[EJERCICIO]
Copia tal cual, del fragmento sobre la ley que aparece a continuación, la parte que empieza con las palabras que contienen "Entre los pueblos" y termina con "siempre la misma.".

[FRAGMENTO SELECCIONADO]
%%

Éxodo 23, 20-26
Salmo 17
1 Tesalonicenses 17, 2-4. 47. 51
Mateo 22, 34-40
Todas las religiones del
mundo tienen preceptos. También todas las culturas y países tienen un código de
leyes por el que se rigen. Las leyes, en principio, no están para esclavizar a
nadie, sino para regular la convivencia y permitir que todo el mundo pueda
vivir en paz. Pero, como humanas, no siempre son justas ni iguales para todos. Tampoco son inamovibles: con el tiempo, se modifican y se adaptan a nuevas realidades.
Entre los pueblos
antiguos, Israel desarrolló sus propias leyes, en algunos aspectos muy
parecidas a las de sus vecinos. Pero se distinguían en algo fundamental: y es
que Dios, y no un rey, era el principal dador de la Ley. Toda la ley hebrea se
deriva de esta ley divina que emana de Dios. Y Dios, como nos recuerda el
Éxodo, es un Dios de amor y misericordia que se preocupa por sus criaturas: «yo
soy compasivo». La vida surge de Dios, el ser humano es obra suya. Por tanto,
la defensa de la vida, la dignidad de toda persona y la justicia, son
inexcusables. No se puede adorar a Dios y ser injusto con los hermanos. No se
puede honrar a Dios y explotar al prójimo. No se puede rendir culto a Dios y
ser tacaño o usurero con los demás. Las leyes humanas pueden variar, pero la ley de Dios, en este punto, es siempre la misma.
Jesús resumirá de manera
espléndida la ley de su pueblo ante los fariseos. Estos, que a veces se
enredaban entre tantísimas leyes y preceptos que regulaban su vida, a veces
corrían el riesgo de andar por las ramas y perder la visión global del bosque.

%%

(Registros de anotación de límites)

%%

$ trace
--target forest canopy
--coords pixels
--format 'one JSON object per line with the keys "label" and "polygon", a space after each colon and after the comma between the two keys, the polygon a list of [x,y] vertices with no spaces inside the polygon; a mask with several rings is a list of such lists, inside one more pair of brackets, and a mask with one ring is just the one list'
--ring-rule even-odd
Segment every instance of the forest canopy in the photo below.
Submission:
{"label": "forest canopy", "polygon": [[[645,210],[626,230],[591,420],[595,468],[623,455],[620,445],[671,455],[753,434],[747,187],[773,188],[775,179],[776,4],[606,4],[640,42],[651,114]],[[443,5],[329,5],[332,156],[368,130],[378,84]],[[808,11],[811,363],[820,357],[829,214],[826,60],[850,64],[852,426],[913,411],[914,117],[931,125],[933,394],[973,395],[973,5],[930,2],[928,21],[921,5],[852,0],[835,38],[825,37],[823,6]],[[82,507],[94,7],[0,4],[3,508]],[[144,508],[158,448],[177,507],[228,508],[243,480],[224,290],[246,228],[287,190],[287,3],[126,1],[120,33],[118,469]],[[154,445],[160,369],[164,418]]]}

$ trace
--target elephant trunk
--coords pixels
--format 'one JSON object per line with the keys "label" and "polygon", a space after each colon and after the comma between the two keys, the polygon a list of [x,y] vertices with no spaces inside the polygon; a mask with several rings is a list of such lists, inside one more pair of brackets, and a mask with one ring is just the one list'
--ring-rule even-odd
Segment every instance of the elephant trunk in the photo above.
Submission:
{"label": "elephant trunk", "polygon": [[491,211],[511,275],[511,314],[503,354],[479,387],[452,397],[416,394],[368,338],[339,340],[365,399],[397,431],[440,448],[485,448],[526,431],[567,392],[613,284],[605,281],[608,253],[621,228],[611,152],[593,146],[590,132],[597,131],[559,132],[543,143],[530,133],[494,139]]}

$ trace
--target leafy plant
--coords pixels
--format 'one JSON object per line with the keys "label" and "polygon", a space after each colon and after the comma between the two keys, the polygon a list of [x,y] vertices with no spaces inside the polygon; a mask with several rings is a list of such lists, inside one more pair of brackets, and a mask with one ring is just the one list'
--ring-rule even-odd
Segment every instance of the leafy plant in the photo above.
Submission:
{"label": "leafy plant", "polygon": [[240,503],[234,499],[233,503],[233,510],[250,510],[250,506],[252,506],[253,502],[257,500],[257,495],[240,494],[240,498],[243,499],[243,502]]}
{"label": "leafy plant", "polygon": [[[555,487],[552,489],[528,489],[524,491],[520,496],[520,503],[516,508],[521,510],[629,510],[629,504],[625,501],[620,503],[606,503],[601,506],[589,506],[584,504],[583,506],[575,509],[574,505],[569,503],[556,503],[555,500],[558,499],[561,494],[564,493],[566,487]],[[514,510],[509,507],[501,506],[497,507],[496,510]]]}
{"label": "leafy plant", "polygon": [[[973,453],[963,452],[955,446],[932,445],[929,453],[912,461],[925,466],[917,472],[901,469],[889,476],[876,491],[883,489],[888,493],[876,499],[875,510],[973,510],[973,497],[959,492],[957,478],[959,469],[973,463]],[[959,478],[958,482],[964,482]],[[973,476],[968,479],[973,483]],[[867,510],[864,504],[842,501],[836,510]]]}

%%

[RESPUESTA CORRECTA]
Entre los pueblos
antiguos, Israel desarrolló sus propias leyes, en algunos aspectos muy
parecidas a las de sus vecinos. Pero se distinguían en algo fundamental: y es
que Dios, y no un rey, era el principal dador de la Ley. Toda la ley hebrea se
deriva de esta ley divina que emana de Dios. Y Dios, como nos recuerda el
Éxodo, es un Dios de amor y misericordia que se preocupa por sus criaturas: «yo
soy compasivo». La vida surge de Dios, el ser humano es obra suya. Por tanto,
la defensa de la vida, la dignidad de toda persona y la justicia, son
inexcusables. No se puede adorar a Dios y ser injusto con los hermanos. No se
puede honrar a Dios y explotar al prójimo. No se puede rendir culto a Dios y
ser tacaño o usurero con los demás. Las leyes humanas pueden variar, pero la ley de Dios, en este punto, es siempre la misma.